** Your objective **
Could you reproduce all of the entries below without a single change?

===== Excerpted data =====

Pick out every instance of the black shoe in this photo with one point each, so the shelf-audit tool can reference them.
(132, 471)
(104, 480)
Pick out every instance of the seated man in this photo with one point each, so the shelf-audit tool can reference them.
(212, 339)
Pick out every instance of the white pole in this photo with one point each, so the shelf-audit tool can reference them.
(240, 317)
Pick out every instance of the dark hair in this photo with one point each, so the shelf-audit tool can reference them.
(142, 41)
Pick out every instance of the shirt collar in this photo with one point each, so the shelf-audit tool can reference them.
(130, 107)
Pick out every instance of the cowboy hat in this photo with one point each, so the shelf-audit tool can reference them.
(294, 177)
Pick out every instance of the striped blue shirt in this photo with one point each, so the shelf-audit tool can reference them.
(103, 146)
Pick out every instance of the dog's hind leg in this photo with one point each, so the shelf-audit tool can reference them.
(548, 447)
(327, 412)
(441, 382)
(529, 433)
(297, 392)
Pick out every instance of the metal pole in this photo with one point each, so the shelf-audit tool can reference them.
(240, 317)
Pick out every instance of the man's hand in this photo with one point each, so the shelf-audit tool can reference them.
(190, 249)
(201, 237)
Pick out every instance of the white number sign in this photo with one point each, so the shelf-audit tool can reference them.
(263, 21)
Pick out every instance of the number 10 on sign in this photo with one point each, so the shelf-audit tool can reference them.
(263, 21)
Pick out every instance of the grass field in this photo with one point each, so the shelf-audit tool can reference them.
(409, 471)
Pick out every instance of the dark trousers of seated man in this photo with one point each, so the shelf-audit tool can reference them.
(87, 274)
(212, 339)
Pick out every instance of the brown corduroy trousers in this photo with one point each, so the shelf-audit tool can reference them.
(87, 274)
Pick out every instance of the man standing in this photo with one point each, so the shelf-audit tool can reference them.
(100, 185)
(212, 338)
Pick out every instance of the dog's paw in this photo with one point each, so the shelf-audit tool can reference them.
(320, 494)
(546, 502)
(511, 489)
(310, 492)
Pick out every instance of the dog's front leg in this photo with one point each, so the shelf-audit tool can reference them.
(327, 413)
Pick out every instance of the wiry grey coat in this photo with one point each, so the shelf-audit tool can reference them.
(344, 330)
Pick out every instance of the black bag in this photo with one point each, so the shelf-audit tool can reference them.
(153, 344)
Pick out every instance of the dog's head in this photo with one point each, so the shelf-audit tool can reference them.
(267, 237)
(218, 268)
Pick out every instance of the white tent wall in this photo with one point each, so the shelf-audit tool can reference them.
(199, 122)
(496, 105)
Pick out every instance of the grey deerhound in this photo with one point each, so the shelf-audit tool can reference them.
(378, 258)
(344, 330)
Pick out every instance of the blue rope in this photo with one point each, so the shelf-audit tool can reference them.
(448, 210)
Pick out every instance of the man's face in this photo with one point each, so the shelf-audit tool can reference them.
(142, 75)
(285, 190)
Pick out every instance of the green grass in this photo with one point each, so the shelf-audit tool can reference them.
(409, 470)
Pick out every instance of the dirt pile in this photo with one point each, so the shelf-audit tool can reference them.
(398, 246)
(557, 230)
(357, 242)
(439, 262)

=====

** Completed task **
Pick out every instance of the black shoe in this photo with one point each, so the shelf-audit tool can reference them.
(132, 471)
(104, 480)
Pick out every instance of the seated man in this photo with one point each, so the shelf-audit tool can reference them.
(212, 339)
Pick out every instance of the white pole in this photo with one point each, so the shelf-audit tool can reference them.
(240, 317)
Pick out every instance of the dark hair in this photo with one point each, so the shelf-audit tool can reference them.
(142, 41)
Pick out every instance of the shirt collar in this photo with one point each, so the shelf-audit tool can reference them.
(130, 107)
Pick out every instance of the cowboy hat in this photo with one point each, so the shelf-audit tool can reference them.
(294, 177)
Pick out every instance of the striped blue shirt in this photo with one point each, so the shelf-audit tool can reference them.
(103, 146)
Pick out every instance of the dog's hind leg in this photo with one point each, so the shelf-audit tool can reference them.
(548, 447)
(327, 412)
(441, 382)
(529, 433)
(297, 392)
Pick out every instance of the metal pole in this photo with one point each, so the shelf-audit tool can reference them.
(240, 317)
Pick out every instance of the man's hand in this photo with one point each, so the shelf-audit tool can reference them.
(190, 249)
(201, 237)
Pick out every instance of the white number sign in this photo with one point each, so the shelf-audit tool can reference them.
(263, 21)
Pick out every instance of the number 10 on sign in this photo with one point each, so the shelf-audit tool can reference them.
(263, 21)
Pick out every instance of the grass field in this photo with one point each, so the shelf-audit tool can reference them.
(409, 471)
Pick out every instance of the dark trousers of seated man in this photo with one point each, so the shelf-audit tool can reference them.
(87, 274)
(212, 339)
Pick out every instance of the brown corduroy trousers in this photo with one point each, so the shelf-audit tool can reference them.
(87, 274)
Pick out every instance of the man standing in this photo with one point each, so the shelf-audit tool can reference them.
(100, 185)
(212, 338)
Pick out every instance of the dog's paw in this photo with one point each, so the shelf-audit tool can reference them.
(320, 494)
(546, 502)
(511, 489)
(310, 492)
Pick out every instance of the dog's front leg in this photo with one point each, so the shelf-audit tool can reference them.
(327, 413)
Pick out every instance of the wiry grey coat in this photo with one point each, so the shelf-audit tool can reference them.
(344, 330)
Pick out every instance of the black bag in this photo with one point each, so the shelf-audit tool can reference them.
(153, 344)
Pick out every instance of the dog's head in this photo with one point each, so the shelf-audit tool can reference them.
(267, 237)
(218, 268)
Pick out every instance of the white tent wall in this photo with one point each, so the shelf-audit tool can reference them.
(199, 122)
(496, 105)
Pick out every instance of the grey deerhound in this photo with one point each, so the shelf-audit tool can reference them.
(378, 258)
(344, 330)
Pick out every instance of the blue rope in this photo with one point each, so the shelf-audit tool can reference them.
(448, 210)
Pick out every instance of the man's face in this photo with one point each, so the shelf-audit tool can reference them.
(142, 75)
(285, 190)
Pick out every instance of the green grass in this photo with one point each, so the shelf-audit tool can reference them.
(409, 470)
Pick out every instance of the dirt pile in this photo with one point each, so the shelf-audit tool can reference them.
(398, 246)
(557, 230)
(357, 242)
(439, 262)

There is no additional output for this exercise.